(Pointing records)

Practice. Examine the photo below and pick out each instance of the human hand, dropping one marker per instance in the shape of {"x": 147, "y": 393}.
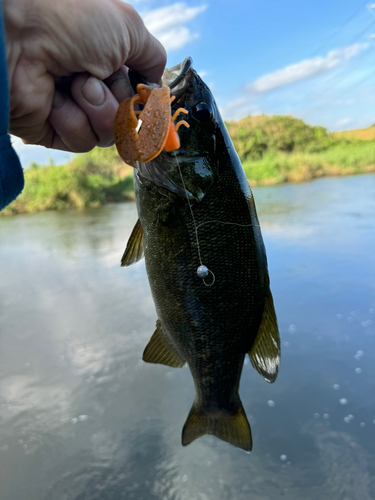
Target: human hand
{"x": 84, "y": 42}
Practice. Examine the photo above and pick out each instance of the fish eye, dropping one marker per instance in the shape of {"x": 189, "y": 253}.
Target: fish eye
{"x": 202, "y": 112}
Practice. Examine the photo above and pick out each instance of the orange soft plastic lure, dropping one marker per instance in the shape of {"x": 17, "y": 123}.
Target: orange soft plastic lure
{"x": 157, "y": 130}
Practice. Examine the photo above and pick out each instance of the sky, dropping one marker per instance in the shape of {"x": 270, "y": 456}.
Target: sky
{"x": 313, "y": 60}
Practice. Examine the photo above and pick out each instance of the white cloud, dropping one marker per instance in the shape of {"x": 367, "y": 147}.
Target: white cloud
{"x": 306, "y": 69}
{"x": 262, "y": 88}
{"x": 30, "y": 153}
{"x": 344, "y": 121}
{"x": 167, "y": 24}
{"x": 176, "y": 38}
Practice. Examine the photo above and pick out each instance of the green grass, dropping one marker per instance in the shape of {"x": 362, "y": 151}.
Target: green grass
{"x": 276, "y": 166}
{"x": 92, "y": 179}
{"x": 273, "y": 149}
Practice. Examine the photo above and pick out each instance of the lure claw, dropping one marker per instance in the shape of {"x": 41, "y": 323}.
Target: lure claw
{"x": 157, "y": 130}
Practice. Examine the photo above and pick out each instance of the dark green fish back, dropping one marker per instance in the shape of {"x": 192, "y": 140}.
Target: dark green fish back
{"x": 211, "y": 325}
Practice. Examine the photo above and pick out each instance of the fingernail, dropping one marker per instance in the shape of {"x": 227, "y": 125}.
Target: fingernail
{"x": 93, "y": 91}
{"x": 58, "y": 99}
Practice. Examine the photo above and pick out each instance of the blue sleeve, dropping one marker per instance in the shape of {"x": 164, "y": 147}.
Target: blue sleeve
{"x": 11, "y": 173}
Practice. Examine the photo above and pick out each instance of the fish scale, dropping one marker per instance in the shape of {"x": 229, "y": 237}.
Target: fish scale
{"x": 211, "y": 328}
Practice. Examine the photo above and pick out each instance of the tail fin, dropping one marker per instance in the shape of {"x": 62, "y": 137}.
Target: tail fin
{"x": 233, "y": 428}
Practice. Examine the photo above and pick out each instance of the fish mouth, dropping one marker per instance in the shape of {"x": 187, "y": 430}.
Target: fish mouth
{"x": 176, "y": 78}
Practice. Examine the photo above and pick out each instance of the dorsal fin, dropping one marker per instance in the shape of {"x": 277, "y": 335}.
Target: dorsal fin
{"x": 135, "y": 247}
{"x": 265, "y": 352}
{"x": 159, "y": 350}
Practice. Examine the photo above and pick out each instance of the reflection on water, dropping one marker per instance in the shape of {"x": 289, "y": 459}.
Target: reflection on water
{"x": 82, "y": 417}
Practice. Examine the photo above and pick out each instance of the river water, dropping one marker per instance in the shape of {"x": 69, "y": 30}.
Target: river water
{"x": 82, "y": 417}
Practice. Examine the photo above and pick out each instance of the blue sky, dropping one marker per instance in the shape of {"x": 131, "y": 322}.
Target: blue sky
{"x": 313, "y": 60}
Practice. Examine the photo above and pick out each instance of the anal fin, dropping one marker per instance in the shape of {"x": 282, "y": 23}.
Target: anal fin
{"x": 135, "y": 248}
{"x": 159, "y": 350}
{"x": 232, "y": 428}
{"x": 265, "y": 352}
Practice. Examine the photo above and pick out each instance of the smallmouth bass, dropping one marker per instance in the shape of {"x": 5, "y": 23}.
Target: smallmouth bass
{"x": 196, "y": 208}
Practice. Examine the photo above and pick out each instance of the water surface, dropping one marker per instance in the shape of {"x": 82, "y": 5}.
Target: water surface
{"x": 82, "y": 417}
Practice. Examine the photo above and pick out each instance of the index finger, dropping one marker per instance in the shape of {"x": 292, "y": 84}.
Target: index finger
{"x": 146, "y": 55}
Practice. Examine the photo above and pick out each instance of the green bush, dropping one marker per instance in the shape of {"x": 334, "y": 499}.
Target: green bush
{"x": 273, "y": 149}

---

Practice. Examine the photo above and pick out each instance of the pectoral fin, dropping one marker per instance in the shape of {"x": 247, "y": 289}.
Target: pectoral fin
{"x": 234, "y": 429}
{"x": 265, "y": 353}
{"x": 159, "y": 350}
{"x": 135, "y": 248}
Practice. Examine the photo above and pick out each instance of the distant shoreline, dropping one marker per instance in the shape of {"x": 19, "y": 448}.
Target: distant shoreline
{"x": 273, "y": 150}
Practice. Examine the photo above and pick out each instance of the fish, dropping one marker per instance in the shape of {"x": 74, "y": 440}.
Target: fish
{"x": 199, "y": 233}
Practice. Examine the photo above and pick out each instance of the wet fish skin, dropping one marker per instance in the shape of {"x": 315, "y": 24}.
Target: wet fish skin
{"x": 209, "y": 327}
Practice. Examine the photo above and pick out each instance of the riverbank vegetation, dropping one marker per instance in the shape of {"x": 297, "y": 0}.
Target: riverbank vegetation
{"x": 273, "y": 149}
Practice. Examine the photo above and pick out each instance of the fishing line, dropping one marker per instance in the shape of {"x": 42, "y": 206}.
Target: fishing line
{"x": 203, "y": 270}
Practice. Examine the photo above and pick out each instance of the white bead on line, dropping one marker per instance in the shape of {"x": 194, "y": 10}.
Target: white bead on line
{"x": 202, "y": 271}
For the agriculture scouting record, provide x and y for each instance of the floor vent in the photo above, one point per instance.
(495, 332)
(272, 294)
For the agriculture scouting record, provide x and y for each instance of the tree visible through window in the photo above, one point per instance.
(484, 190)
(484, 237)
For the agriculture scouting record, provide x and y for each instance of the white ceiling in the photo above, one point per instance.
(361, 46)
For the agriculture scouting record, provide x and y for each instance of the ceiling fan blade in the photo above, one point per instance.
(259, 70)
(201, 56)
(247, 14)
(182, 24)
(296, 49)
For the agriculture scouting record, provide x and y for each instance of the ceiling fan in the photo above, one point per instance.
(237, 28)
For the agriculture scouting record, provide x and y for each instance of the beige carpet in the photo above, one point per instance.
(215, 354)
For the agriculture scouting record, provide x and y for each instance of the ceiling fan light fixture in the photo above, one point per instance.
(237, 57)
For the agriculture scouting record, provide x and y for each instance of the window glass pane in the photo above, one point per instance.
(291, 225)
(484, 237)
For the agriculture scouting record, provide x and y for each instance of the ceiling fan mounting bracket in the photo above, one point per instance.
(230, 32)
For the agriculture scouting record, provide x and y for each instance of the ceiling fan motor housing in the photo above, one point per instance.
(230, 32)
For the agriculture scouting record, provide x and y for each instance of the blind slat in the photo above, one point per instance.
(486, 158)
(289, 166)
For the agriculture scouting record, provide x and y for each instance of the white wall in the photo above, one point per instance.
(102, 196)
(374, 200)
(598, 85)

WHAT THE EXERCISE ASKS
In the items above, how many lines contain the string "skin"? Reply with the number only.

SOLUTION FOR THIS PROBLEM
2